● Problems to work on
1) Say whether each statement below agrees with the article on mechanical memory in glass, answering yes or no and quoting the deciding words from the article. (a) The simulated glassy material went through 100 cycles of random deformation. (b) The memory still formed when training went beyond the material's yielding point. (c) The findings appeared in the New Journal of Physics.
2) Extract everything from "For decades, scientists" down to "never too hard." in the article on mechanical memory in glass.

● Text block
◆ ◆ ◆ ◆ ◆ ◆ ◆

When Roni Chatterjee slipped on a new pair of shoes last monsoon season, he noticed how they resisted at first—stiff, unyielding—until, after weeks of Hyderabad’s erratic monsoon walks, sudden turns on wet tiles, and uneven pavements, they softened into perfect comfort. That everyday experience sparked a discovery: what if materials like glass could learn not just from perfect repetition, but from chaos? At the Tata Institute of Fundamental Research in Hyderabad, Chatterjee and Smarajit Karmakar, alongside Damien Vandembroucq from CNRS in Paris and Muhittin Mungan from Heinrich Heine University in Düsseldorf, have shown that amorphous materials—like glass, gels, and plastics—can store precise mechanical memories even when deformed randomly, overturning long-held assumptions in materials science. Their findings, published in the New Journal of Physics, reveal a deeper intelligence in disorder.
For decades, scientists believed that for a material to “remember” a mechanical input—like the shape of a foot or the rhythm of a shake—it needed to be trained with perfectly repeated cycles of deformation. Think of bending a paperclip back and forth in exactly the same way, over and over. But real life isn’t so orderly. Walking, driving, or even seismic shifts involve irregular, unpredictable forces. The team questioned whether memory formation required such precision—or if randomness could suffice. Using computer simulations of a model glassy material, they subjected it to 100 cycles of random deformation, all capped at a specific amplitude—say, 5% strain—but with no repeating pattern. It was like shaking a box of marbles unpredictably, yet never too hard.
After this “training,” they tested the material’s memory with a single, clean deformation cycle at varying amplitudes: 1%, 3%, 5%, up to 7%. The critical moment came at 5%. Only when the readout matched the training amplitude did the material return exactly to its prior state—its internal particles snapping back into place with near-zero mean squared displacement. This proved the material had encoded a precise memory of the training intensity, not the pattern. Crucially, this memory only formed when the training stayed below the material’s yielding point—the threshold beyond which permanent damage occurs. Push too hard, and the memory dissolves, like a notebook burned.

◆ ◆ ◆ ◆ ◆ ◆ ◆

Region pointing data
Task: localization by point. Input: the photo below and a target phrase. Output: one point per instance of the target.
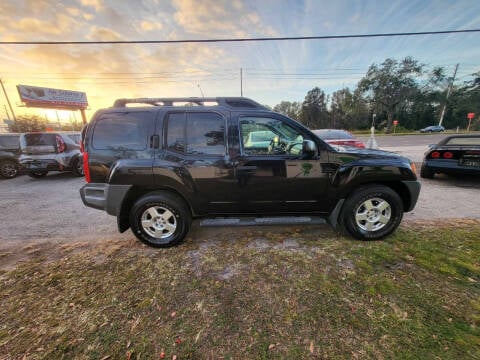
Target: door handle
(154, 141)
(247, 168)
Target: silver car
(42, 152)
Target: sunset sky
(273, 71)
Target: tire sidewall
(178, 210)
(353, 203)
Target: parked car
(456, 154)
(433, 128)
(9, 152)
(338, 137)
(50, 151)
(158, 167)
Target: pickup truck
(159, 166)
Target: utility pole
(241, 82)
(8, 101)
(448, 94)
(6, 112)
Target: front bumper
(413, 187)
(105, 197)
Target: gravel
(50, 209)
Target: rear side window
(196, 133)
(122, 131)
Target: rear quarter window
(122, 131)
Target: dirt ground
(50, 209)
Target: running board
(280, 220)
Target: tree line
(402, 90)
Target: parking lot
(50, 209)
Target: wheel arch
(135, 193)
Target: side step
(280, 220)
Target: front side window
(269, 136)
(122, 131)
(196, 133)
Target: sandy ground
(51, 209)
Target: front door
(272, 173)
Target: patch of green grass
(415, 295)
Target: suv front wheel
(372, 212)
(160, 219)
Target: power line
(322, 37)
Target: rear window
(475, 141)
(122, 131)
(9, 142)
(38, 139)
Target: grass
(291, 293)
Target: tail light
(86, 169)
(60, 144)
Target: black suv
(157, 167)
(9, 152)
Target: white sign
(46, 97)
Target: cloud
(210, 19)
(98, 33)
(96, 4)
(147, 26)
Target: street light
(372, 143)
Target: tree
(390, 84)
(314, 113)
(27, 123)
(290, 109)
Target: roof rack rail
(232, 102)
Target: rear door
(193, 159)
(123, 138)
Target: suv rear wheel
(8, 169)
(37, 174)
(160, 219)
(372, 212)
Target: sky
(272, 71)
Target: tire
(8, 169)
(77, 166)
(426, 172)
(160, 219)
(383, 217)
(37, 174)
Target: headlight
(413, 167)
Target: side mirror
(309, 147)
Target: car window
(122, 131)
(9, 142)
(38, 139)
(75, 138)
(196, 133)
(268, 136)
(205, 134)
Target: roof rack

◆ ◆ ◆ ◆ ◆ ◆ ◆

● Task solutions
1)
(a) Yes: "they subjected it to 100 cycles of random deformation"
(b) No: "this memory only formed when the training stayed below the material’s yielding point"
(c) Yes: "Their findings, published in the New Journal of Physics"

2)
For decades, scientists believed that for a material to “remember” a mechanical input—like the shape of a foot or the rhythm of a shake—it needed to be trained with perfectly repeated cycles of deformation. Think of bending a paperclip back and forth in exactly the same way, over and over. But real life isn’t so orderly. Walking, driving, or even seismic shifts involve irregular, unpredictable forces. The team questioned whether memory formation required such precision—or if randomness could suffice. Using computer simulations of a model glassy material, they subjected it to 100 cycles of random deformation, all capped at a specific amplitude—say, 5% strain—but with no repeating pattern. It was like shaking a box of marbles unpredictably, yet never too hard.